◆ EXERCISE PROMPT
Read the data line by line and say how many lines contain the string "yellow", giving the number alone.

◆ Stored items from a collection
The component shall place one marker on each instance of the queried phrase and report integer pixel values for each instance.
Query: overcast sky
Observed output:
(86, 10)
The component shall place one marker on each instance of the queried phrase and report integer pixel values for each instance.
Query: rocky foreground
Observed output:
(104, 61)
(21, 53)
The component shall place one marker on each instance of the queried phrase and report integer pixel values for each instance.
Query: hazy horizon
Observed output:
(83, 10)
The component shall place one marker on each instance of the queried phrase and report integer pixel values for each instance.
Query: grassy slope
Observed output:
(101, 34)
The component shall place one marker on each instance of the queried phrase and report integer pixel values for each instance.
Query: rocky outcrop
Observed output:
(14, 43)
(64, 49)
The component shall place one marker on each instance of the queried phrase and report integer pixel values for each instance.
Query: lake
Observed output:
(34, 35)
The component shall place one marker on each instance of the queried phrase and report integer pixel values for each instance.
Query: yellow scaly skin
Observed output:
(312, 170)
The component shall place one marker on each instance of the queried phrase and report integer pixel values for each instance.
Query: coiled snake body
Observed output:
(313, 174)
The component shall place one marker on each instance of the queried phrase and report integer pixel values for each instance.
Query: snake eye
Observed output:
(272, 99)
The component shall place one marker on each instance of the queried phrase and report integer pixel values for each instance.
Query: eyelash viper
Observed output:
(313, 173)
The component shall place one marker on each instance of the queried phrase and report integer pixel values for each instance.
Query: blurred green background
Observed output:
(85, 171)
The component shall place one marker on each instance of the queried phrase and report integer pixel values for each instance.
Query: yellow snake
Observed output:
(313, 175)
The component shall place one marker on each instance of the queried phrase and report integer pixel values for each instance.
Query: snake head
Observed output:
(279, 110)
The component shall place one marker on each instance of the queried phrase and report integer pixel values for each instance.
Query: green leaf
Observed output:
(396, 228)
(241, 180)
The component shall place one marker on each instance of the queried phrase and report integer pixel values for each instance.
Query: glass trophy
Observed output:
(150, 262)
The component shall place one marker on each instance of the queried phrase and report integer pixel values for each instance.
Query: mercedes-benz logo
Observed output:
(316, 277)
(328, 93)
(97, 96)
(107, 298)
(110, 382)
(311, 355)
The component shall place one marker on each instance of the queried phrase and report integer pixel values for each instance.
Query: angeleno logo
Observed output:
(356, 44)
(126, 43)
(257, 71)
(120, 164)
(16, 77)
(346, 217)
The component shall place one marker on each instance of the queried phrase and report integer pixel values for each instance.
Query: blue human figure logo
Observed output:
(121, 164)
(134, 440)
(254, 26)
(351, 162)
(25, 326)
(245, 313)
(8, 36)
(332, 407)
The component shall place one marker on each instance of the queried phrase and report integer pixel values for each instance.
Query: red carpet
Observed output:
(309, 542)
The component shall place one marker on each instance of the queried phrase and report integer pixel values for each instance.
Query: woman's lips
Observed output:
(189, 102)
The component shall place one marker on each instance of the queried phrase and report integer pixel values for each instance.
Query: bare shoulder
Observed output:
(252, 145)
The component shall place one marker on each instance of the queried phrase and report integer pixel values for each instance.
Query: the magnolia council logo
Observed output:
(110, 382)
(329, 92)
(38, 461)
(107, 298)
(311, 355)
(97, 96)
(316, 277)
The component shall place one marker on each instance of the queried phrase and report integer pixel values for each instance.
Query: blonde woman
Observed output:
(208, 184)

◆ RESPONSE AREA
2